TEXTE DU DOCUMENT —
####################
Des trois figures féminines, la soprano grecque Myrto Papatanasiu est sans surprise celle qui se détache et fait la différence. Son timbre n'est sans doute pas le plus rare du monde, mais la cantatrice grâce à sa technique accomplie, offre un portrait où l'expression et l’émotion surgissent à chaque instant. Sa rigueur stylistique et son maintien vocal lui permettent de faire fi des difficultés du rôle, que ce soit dans ses deux airs agrémentés d’aigus audacieux, ou dans chacune de ses interventions, touchées par une sincère mélancolie et de répondre aux exigences du chef qui lui demande le plus souvent de chanter pianissimo, comme sur la pointe des pieds. Karina Gauvin en Elvira est beaucoup moins intéressante, sa voix tendue, parfois stridente et proche de la saturation manque de nuance et de charme, son personnage de lionne prête à sortir les griffes s'avérant sur le long terme, trop uniforme. Ravissante en revanche la Zerlina de Christina Gansch prête à tomber dans les rets du séducteur, avant de s'affirmer et de prendre son envol.
####################
DONNÉES FOURNIES —
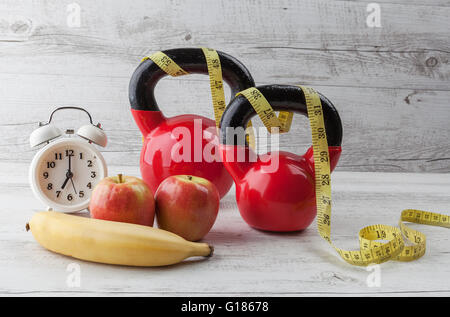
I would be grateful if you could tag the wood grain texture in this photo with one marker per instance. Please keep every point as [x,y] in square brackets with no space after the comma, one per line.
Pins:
[390,84]
[246,261]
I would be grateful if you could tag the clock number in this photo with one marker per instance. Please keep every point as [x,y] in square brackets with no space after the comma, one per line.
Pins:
[69,152]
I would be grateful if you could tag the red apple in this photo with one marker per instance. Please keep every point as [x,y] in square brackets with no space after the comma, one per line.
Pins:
[124,199]
[187,206]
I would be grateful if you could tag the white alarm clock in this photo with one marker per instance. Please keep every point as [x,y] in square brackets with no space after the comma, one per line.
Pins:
[65,171]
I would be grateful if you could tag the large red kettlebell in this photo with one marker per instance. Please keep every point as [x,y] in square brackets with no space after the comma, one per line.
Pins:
[160,141]
[269,196]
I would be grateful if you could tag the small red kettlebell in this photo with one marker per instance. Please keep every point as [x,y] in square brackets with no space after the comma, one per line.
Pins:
[163,136]
[275,197]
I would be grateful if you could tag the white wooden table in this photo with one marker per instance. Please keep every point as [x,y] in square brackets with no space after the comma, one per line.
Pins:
[246,262]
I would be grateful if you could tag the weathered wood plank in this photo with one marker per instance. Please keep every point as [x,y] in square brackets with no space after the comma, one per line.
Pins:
[246,261]
[384,129]
[307,24]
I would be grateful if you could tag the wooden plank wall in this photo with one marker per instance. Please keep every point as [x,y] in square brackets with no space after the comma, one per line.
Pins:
[391,84]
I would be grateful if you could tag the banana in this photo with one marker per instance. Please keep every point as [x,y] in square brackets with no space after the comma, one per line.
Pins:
[112,242]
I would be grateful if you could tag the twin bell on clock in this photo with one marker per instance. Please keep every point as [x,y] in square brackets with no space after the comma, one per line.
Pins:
[65,171]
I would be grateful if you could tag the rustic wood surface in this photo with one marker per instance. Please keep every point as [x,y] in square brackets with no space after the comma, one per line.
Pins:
[246,261]
[390,84]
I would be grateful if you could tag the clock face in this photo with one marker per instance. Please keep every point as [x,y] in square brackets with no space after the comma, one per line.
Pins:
[66,172]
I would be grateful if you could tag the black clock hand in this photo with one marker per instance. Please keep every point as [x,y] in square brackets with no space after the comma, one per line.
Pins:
[65,183]
[68,174]
[71,179]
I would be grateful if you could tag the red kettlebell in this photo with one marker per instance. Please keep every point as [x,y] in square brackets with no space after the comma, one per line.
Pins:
[160,141]
[275,197]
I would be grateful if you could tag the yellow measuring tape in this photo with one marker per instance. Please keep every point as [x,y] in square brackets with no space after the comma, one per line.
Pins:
[216,84]
[372,250]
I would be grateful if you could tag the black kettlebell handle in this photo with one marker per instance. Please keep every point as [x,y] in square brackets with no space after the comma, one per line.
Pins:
[282,98]
[193,61]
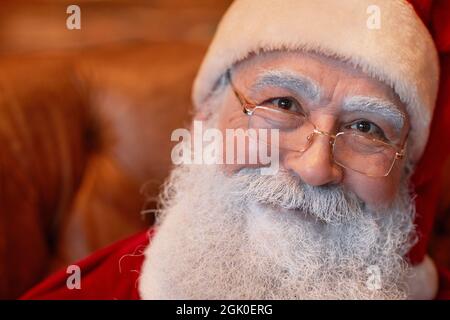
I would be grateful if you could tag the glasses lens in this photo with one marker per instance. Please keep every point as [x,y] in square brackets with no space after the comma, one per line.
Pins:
[362,154]
[291,129]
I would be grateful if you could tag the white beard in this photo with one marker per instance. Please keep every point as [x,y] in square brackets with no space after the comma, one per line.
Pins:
[234,237]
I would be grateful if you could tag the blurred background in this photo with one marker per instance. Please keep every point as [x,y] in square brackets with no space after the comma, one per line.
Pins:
[85,123]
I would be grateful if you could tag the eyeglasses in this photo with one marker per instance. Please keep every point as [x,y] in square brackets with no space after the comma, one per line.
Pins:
[358,152]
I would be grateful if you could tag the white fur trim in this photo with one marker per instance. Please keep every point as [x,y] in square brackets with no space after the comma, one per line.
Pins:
[424,283]
[401,53]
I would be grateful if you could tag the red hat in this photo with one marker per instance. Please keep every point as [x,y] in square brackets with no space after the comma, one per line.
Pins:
[427,178]
[410,52]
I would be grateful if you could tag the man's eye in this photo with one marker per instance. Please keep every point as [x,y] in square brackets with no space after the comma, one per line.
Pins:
[367,128]
[284,103]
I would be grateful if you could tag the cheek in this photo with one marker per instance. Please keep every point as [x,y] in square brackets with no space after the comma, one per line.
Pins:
[375,192]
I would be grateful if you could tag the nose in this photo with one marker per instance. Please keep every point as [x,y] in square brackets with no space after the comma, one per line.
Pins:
[315,165]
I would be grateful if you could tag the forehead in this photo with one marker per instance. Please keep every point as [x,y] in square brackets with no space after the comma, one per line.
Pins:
[336,80]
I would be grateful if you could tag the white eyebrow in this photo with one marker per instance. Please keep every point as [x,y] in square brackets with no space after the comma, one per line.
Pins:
[290,80]
[380,107]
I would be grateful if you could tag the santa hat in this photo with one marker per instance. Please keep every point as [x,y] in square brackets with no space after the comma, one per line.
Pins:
[401,53]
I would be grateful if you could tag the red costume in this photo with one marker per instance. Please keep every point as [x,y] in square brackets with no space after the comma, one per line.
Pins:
[113,272]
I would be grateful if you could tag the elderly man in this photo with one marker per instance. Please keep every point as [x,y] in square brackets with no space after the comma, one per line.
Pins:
[349,88]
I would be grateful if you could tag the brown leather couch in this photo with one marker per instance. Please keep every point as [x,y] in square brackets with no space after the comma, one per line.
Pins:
[85,134]
[84,146]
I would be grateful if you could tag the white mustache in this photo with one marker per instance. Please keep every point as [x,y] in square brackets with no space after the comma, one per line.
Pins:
[330,204]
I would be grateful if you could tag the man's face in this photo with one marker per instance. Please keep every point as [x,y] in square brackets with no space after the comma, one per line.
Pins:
[313,229]
[334,83]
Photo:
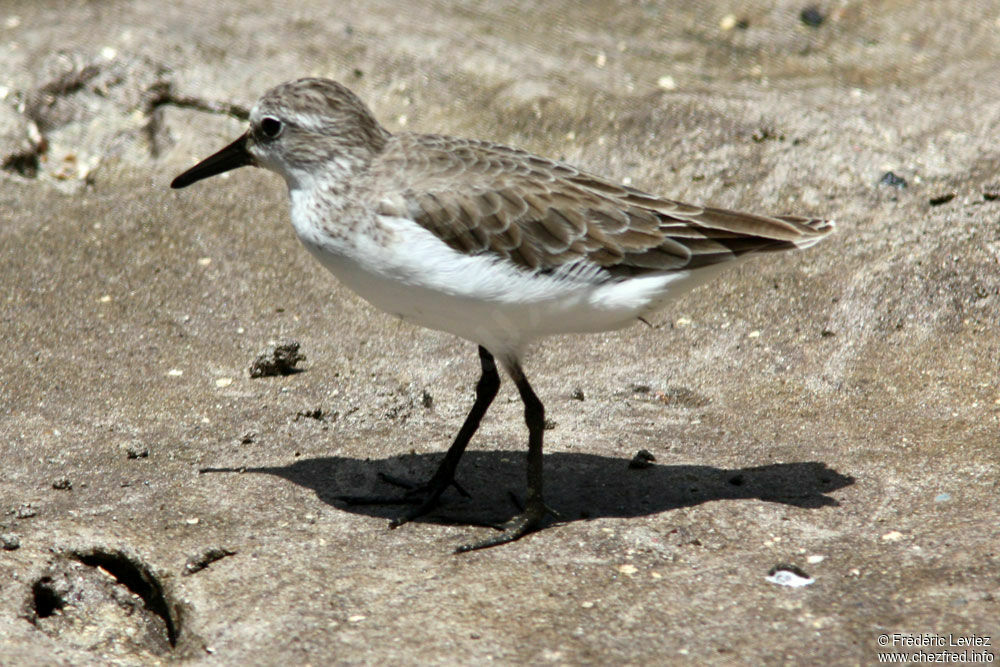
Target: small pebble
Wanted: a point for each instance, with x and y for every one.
(941, 199)
(137, 451)
(893, 180)
(278, 359)
(789, 575)
(642, 459)
(812, 16)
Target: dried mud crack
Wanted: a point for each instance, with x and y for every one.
(108, 602)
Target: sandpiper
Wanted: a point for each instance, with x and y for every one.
(487, 242)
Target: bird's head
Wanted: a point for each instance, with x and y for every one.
(304, 130)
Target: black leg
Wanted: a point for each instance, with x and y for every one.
(535, 510)
(426, 496)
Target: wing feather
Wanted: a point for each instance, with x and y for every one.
(480, 197)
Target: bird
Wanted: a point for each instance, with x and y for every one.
(484, 241)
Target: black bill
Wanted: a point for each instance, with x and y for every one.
(233, 156)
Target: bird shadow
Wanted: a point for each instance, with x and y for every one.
(578, 486)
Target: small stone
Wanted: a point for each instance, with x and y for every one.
(728, 22)
(26, 511)
(789, 575)
(202, 560)
(941, 199)
(137, 451)
(812, 16)
(642, 459)
(892, 180)
(278, 359)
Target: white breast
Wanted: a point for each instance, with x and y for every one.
(482, 298)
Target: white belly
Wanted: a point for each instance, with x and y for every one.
(498, 305)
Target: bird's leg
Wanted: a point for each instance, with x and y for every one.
(426, 496)
(535, 510)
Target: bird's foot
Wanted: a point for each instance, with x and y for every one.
(424, 497)
(515, 528)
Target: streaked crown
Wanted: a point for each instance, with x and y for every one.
(308, 127)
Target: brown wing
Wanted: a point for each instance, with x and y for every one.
(479, 197)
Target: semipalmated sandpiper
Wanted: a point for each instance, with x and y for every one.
(490, 243)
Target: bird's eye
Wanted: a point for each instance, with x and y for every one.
(270, 127)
####################
CONSIGNE — Pour chaque affirmation, dites si le texte du document la confirme (oui ou non) et citez mot pour mot le passage qui tranche : (a) Myrto Papatanasiu est une soprano grecque ; (b) la voix de Karina Gauvin est riche en nuances ; (c) le chef demande le plus souvent à Myrto Papatanasiu de chanter à pleine voix.

RÉPONSE COMPLÈTE —
(a) Oui : « la soprano grecque Myrto Papatanasiu ».
(b) Non : « manque de nuance et de charme ».
(c) Non : « lui demande le plus souvent de chanter pianissimo ».